*THE DATA*.
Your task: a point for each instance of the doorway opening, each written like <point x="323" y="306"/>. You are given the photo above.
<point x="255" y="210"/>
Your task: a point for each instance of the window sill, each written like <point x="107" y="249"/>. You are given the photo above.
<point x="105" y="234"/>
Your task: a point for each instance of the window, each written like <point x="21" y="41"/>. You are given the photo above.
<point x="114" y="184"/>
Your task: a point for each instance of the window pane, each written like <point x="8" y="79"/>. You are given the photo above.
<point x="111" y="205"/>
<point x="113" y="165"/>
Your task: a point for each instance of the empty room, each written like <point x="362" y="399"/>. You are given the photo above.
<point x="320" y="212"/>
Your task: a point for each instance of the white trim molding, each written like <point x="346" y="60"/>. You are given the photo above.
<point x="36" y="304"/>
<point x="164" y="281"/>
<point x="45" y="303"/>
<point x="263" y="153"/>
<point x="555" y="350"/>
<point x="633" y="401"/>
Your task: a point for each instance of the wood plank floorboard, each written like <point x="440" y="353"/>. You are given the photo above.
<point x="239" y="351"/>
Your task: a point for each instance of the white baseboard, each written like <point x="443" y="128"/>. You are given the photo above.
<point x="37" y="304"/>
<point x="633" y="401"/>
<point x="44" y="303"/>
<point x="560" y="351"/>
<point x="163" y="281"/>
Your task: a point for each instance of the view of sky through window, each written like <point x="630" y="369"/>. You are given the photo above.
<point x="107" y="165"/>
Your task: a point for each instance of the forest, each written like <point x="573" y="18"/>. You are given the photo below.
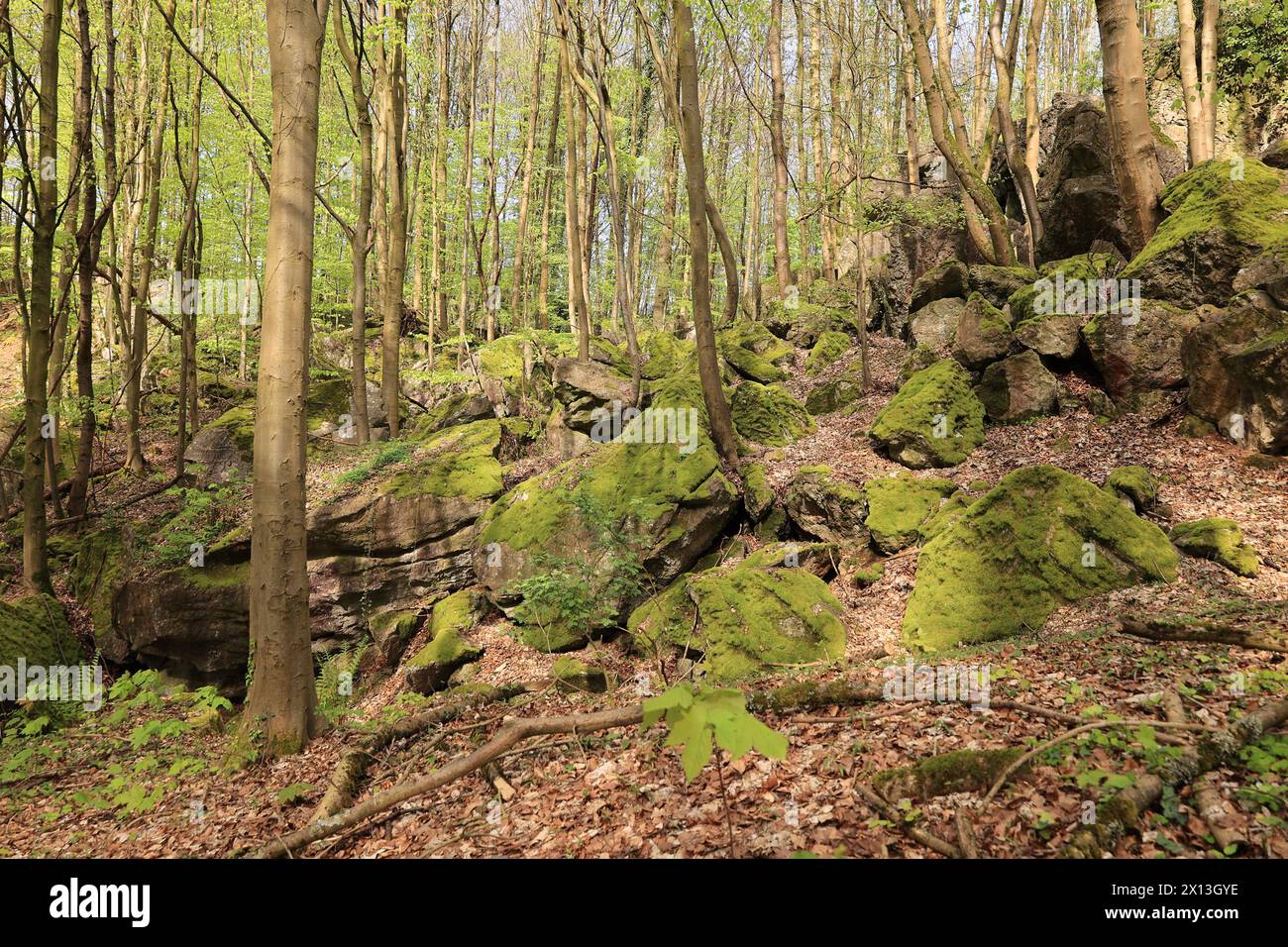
<point x="644" y="429"/>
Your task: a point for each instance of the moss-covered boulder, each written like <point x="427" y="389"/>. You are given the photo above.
<point x="1039" y="539"/>
<point x="754" y="352"/>
<point x="900" y="505"/>
<point x="1235" y="363"/>
<point x="34" y="630"/>
<point x="824" y="506"/>
<point x="1018" y="388"/>
<point x="1222" y="215"/>
<point x="1134" y="484"/>
<point x="576" y="677"/>
<point x="1220" y="540"/>
<point x="835" y="394"/>
<point x="743" y="620"/>
<point x="1137" y="348"/>
<point x="932" y="420"/>
<point x="769" y="415"/>
<point x="658" y="488"/>
<point x="983" y="334"/>
<point x="758" y="496"/>
<point x="828" y="348"/>
<point x="447" y="650"/>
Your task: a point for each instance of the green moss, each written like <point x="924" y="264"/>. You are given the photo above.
<point x="961" y="771"/>
<point x="743" y="618"/>
<point x="1082" y="266"/>
<point x="829" y="347"/>
<point x="769" y="415"/>
<point x="900" y="505"/>
<point x="1039" y="539"/>
<point x="1220" y="540"/>
<point x="456" y="462"/>
<point x="758" y="495"/>
<point x="35" y="630"/>
<point x="1252" y="210"/>
<point x="751" y="367"/>
<point x="1136" y="483"/>
<point x="932" y="420"/>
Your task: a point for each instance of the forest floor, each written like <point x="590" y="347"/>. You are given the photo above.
<point x="621" y="792"/>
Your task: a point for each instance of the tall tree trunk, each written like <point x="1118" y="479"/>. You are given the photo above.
<point x="778" y="146"/>
<point x="38" y="424"/>
<point x="1131" y="137"/>
<point x="393" y="59"/>
<point x="696" y="184"/>
<point x="360" y="235"/>
<point x="281" y="702"/>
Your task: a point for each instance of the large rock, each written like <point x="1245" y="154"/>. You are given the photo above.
<point x="825" y="508"/>
<point x="1236" y="367"/>
<point x="34" y="630"/>
<point x="769" y="415"/>
<point x="983" y="335"/>
<point x="1018" y="388"/>
<point x="898" y="506"/>
<point x="935" y="324"/>
<point x="932" y="420"/>
<point x="403" y="536"/>
<point x="1078" y="196"/>
<point x="949" y="278"/>
<point x="743" y="620"/>
<point x="1137" y="348"/>
<point x="1039" y="539"/>
<point x="661" y="492"/>
<point x="1222" y="217"/>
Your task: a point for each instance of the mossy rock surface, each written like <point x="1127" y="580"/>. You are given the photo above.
<point x="769" y="415"/>
<point x="1136" y="483"/>
<point x="960" y="771"/>
<point x="758" y="495"/>
<point x="932" y="420"/>
<point x="35" y="630"/>
<point x="824" y="506"/>
<point x="835" y="394"/>
<point x="669" y="500"/>
<point x="1220" y="540"/>
<point x="829" y="347"/>
<point x="432" y="667"/>
<point x="743" y="620"/>
<point x="900" y="505"/>
<point x="1222" y="217"/>
<point x="1039" y="539"/>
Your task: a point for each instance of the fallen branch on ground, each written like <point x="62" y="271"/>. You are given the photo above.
<point x="1121" y="812"/>
<point x="1262" y="638"/>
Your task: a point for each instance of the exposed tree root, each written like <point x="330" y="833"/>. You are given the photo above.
<point x="1205" y="630"/>
<point x="349" y="772"/>
<point x="1121" y="812"/>
<point x="892" y="813"/>
<point x="352" y="768"/>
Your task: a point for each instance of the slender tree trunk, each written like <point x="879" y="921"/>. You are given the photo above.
<point x="696" y="183"/>
<point x="282" y="698"/>
<point x="1131" y="138"/>
<point x="778" y="146"/>
<point x="35" y="567"/>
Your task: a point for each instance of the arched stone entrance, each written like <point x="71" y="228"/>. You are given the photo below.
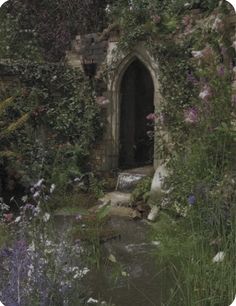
<point x="136" y="147"/>
<point x="121" y="67"/>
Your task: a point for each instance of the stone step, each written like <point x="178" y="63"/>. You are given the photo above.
<point x="127" y="180"/>
<point x="116" y="199"/>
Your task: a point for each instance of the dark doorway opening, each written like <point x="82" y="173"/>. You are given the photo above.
<point x="137" y="102"/>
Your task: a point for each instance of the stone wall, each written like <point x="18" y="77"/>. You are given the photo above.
<point x="99" y="51"/>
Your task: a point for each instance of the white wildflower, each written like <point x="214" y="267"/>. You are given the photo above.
<point x="46" y="217"/>
<point x="197" y="54"/>
<point x="92" y="301"/>
<point x="187" y="4"/>
<point x="17" y="220"/>
<point x="219" y="257"/>
<point x="37" y="210"/>
<point x="24" y="199"/>
<point x="52" y="188"/>
<point x="36" y="194"/>
<point x="217" y="23"/>
<point x="31" y="247"/>
<point x="39" y="183"/>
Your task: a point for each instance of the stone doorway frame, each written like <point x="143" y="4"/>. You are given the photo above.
<point x="120" y="64"/>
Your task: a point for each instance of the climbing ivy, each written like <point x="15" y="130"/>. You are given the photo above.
<point x="64" y="121"/>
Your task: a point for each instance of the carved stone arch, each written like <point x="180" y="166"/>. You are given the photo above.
<point x="114" y="83"/>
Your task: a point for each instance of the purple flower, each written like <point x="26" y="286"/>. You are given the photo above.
<point x="191" y="115"/>
<point x="233" y="101"/>
<point x="206" y="93"/>
<point x="156" y="19"/>
<point x="221" y="70"/>
<point x="191" y="78"/>
<point x="191" y="199"/>
<point x="151" y="117"/>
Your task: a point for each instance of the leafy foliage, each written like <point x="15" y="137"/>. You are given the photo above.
<point x="63" y="124"/>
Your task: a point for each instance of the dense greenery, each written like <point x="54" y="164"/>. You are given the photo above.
<point x="43" y="30"/>
<point x="63" y="123"/>
<point x="197" y="111"/>
<point x="63" y="120"/>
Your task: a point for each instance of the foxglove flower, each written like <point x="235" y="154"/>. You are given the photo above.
<point x="151" y="117"/>
<point x="191" y="199"/>
<point x="206" y="93"/>
<point x="191" y="115"/>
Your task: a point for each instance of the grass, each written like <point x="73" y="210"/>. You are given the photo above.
<point x="187" y="251"/>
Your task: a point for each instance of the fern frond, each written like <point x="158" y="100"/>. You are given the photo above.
<point x="15" y="125"/>
<point x="4" y="104"/>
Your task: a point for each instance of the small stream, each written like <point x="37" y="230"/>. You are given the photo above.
<point x="128" y="274"/>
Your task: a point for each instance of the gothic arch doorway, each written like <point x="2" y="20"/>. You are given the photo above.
<point x="136" y="103"/>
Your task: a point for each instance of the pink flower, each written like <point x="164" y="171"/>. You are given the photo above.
<point x="203" y="54"/>
<point x="221" y="70"/>
<point x="151" y="117"/>
<point x="206" y="93"/>
<point x="102" y="101"/>
<point x="8" y="217"/>
<point x="186" y="20"/>
<point x="197" y="54"/>
<point x="156" y="19"/>
<point x="191" y="115"/>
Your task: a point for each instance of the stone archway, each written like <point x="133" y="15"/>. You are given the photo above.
<point x="120" y="66"/>
<point x="136" y="147"/>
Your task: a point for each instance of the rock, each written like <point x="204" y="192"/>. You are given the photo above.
<point x="157" y="184"/>
<point x="158" y="179"/>
<point x="234" y="302"/>
<point x="116" y="198"/>
<point x="92" y="301"/>
<point x="153" y="213"/>
<point x="128" y="181"/>
<point x="136" y="215"/>
<point x="121" y="212"/>
<point x="219" y="257"/>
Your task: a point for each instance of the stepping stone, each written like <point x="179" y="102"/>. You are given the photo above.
<point x="116" y="199"/>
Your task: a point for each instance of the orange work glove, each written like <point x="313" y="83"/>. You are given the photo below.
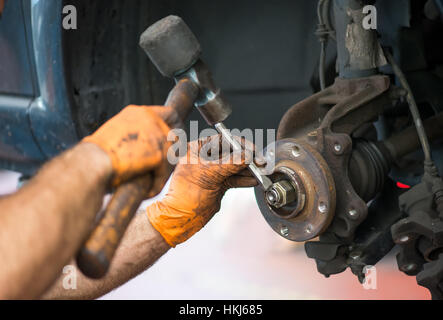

*ASSIGNED TASK*.
Leave the pictures aside. Set down exactly the lines from the one with "Your task: a point for each instance of the rock, each" through the final line of the listing above.

*WRITTEN RESPONSE*.
Your task: a point for each instance of the rock, each written like <point x="204" y="192"/>. You are given the photo above.
<point x="157" y="184"/>
<point x="158" y="179"/>
<point x="234" y="302"/>
<point x="116" y="198"/>
<point x="92" y="301"/>
<point x="153" y="213"/>
<point x="128" y="181"/>
<point x="136" y="215"/>
<point x="121" y="212"/>
<point x="219" y="257"/>
Your task: a point for each instance of the stepping stone, each written like <point x="179" y="102"/>. You are given the photo above.
<point x="116" y="199"/>
Your task: a point for each instance of the orange work glove, each written like <point x="313" y="83"/>. You are given the photo below.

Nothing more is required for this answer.